= Extracted data =
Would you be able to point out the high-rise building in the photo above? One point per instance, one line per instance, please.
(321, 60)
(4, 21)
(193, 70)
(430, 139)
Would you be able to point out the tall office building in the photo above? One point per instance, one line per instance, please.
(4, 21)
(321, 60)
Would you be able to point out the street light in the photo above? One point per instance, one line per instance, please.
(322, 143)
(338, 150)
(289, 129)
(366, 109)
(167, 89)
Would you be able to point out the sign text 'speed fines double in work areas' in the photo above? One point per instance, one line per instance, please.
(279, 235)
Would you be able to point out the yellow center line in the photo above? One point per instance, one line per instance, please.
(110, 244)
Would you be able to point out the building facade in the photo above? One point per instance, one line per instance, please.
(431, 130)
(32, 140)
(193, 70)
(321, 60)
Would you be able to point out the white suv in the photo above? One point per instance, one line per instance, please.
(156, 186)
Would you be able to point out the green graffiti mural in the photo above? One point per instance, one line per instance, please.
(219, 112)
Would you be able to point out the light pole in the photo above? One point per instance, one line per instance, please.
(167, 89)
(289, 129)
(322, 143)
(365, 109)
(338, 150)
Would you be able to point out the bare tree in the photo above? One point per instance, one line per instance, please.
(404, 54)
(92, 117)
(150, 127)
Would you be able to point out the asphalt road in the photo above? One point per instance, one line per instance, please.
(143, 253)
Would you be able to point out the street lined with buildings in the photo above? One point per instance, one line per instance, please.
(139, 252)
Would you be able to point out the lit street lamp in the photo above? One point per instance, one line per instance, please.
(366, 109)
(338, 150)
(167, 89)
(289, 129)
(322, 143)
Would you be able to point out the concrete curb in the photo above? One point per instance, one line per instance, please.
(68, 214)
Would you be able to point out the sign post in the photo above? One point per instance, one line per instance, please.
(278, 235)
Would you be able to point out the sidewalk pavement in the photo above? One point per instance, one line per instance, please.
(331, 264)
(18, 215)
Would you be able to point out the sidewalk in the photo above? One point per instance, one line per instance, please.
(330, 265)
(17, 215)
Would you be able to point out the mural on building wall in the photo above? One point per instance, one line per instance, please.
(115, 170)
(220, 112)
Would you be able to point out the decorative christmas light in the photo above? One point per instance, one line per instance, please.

= Task to carry out =
Quote each of the records above word for word, in the same order and on separate lines.

= Answer to this exercise =
Would you be able to point out the high-rise building in the photo above? One point per instance, one line per instance, please.
(321, 60)
(4, 21)
(193, 70)
(430, 139)
Would you be able to point out the tall office building in the photo above? One point per instance, one line per instance, please.
(4, 21)
(321, 60)
Would you be able to point out the street light in the photo above? One point per instance, one line per instance, please.
(322, 143)
(338, 150)
(289, 129)
(366, 109)
(167, 89)
Would you be able to point out the sign text 'speed fines double in work areas' in the photo above? One point per instance, one line per instance, please.
(279, 235)
Would you be able to point out the yellow center line in the photo above? One point per instance, one line per instance, please.
(110, 244)
Would you be able to point out the building facade in the photo above? One point per instance, one line per instance, please.
(431, 130)
(32, 140)
(193, 70)
(321, 60)
Would you be able to point out the white suv in the photo above? One point per instance, one line per instance, please.
(156, 186)
Would you be able to point out the green graffiti mural in the photo above? One point per instance, one line per instance, please.
(219, 112)
Would you be able to point out the light pole in the photo above? One point per instance, one line per instance, please.
(167, 89)
(289, 129)
(322, 143)
(365, 109)
(338, 150)
Would you be able to point out the bare tree in the photo above? One point per instance, one line per instance, please.
(404, 54)
(92, 117)
(150, 127)
Would you be able to point out the asphalt road in the photo above? One point per instance, one line per instance, please.
(143, 253)
Would you be able to point out the street lined with buildings in the photo above? One point per instance, one line per instance, please.
(139, 252)
Would you be able to point out the lit street lamp in the photo above? One point per instance, one line per instance, please.
(366, 109)
(338, 150)
(167, 89)
(289, 129)
(322, 143)
Would you be able to point out the concrete curb in the photo above? One point per instance, one line per instance, please.
(68, 214)
Would you be able to point out the sign post in the photo above? One point per instance, one line per instance, please.
(278, 235)
Would you be able to point out the sidewalk pavement in the photo above? One point per instance, one line per instance, please.
(331, 264)
(18, 215)
Would you be able to point out the sidewalk in the photo above? One point per instance, one line per instance, please.
(330, 265)
(17, 215)
Would you be able to point out the mural on building wall in the photo above? One point per instance, one line per instance, please.
(115, 170)
(220, 112)
Would you be able to point out the decorative christmas light in the photo above? One point per instance, one line per instance, please.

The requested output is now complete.